Some records:
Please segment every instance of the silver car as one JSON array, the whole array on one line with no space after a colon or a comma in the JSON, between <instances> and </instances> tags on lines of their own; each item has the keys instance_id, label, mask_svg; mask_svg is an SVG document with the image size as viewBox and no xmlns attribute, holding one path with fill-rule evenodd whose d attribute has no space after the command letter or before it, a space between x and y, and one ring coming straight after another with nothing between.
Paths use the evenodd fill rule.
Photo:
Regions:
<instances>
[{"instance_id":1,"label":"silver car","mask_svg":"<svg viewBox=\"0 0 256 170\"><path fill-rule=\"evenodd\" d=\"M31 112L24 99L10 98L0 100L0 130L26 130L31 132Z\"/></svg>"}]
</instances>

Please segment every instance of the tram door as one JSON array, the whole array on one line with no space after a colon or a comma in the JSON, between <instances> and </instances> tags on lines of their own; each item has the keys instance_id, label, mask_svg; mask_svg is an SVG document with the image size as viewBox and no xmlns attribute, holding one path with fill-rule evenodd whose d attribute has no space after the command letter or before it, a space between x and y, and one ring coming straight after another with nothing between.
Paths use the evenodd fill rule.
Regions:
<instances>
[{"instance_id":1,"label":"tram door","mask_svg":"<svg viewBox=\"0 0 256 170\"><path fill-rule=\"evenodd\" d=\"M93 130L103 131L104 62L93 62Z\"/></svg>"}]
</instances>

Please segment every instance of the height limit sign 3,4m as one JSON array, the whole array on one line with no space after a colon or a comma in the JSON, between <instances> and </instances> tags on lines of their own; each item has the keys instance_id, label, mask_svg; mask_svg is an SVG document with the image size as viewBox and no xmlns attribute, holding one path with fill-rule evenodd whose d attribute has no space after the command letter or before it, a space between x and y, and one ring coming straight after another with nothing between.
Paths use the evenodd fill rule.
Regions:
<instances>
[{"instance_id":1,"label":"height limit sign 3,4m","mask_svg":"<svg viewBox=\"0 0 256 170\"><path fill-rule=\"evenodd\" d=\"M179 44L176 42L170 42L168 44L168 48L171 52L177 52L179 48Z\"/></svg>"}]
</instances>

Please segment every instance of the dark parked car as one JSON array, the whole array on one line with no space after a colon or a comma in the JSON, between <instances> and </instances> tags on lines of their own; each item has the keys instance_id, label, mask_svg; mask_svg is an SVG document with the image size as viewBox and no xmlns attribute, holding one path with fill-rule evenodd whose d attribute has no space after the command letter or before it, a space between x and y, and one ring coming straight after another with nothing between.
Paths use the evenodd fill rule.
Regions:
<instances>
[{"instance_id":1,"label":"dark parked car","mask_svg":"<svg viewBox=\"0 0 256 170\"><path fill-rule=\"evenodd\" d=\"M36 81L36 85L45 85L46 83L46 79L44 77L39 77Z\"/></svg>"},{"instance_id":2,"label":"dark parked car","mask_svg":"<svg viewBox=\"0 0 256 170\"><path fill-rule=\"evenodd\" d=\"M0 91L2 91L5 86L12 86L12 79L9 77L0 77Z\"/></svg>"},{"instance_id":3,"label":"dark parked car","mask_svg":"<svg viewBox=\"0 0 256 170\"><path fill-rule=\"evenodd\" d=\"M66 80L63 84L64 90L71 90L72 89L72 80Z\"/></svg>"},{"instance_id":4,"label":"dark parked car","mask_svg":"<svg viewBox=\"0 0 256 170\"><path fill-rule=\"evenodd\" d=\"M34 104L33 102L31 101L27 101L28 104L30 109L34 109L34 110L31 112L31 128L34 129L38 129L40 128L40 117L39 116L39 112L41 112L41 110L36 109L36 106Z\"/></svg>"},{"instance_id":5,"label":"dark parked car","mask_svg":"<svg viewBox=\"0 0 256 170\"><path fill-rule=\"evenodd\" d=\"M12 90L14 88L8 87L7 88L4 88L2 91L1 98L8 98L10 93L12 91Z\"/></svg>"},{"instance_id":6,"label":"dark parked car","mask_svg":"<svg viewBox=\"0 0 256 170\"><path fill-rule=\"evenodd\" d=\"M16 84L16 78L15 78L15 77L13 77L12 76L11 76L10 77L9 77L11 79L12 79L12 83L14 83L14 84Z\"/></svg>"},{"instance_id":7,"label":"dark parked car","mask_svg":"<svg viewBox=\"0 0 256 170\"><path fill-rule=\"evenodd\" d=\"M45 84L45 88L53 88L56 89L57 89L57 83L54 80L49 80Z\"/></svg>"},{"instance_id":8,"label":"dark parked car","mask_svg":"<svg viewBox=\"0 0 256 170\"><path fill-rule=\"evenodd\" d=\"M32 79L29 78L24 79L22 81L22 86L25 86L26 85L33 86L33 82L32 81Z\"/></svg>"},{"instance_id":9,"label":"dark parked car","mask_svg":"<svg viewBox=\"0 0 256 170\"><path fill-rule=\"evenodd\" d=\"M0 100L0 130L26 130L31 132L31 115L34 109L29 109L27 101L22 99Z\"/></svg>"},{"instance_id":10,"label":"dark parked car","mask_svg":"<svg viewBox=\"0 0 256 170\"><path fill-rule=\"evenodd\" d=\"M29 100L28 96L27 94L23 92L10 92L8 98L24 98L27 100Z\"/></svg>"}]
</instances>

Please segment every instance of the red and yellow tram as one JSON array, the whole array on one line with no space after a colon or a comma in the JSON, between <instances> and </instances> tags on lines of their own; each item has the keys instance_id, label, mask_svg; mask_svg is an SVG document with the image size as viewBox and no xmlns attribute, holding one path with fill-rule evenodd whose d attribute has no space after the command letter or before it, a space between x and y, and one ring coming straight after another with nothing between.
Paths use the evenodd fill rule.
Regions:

*AIM OF THE EXERCISE:* Write out the lines above from the one containing "Please segment every instance of the red" through the last, exactly as they are.

*RESULT BELOW:*
Please segment every instance of the red and yellow tram as one JSON array, the whole array on one line with no space after a colon or a comma in the JSON, between <instances> and </instances> tags on lines of their own; each item has the keys instance_id, label, mask_svg; mask_svg is an SVG document with the image size as viewBox and no xmlns attribute, holding one path with fill-rule evenodd whose d attribute has no space after the command letter or before it, a space between x and y, and one ring coming straight after another with nothing between.
Paths use the evenodd fill rule.
Regions:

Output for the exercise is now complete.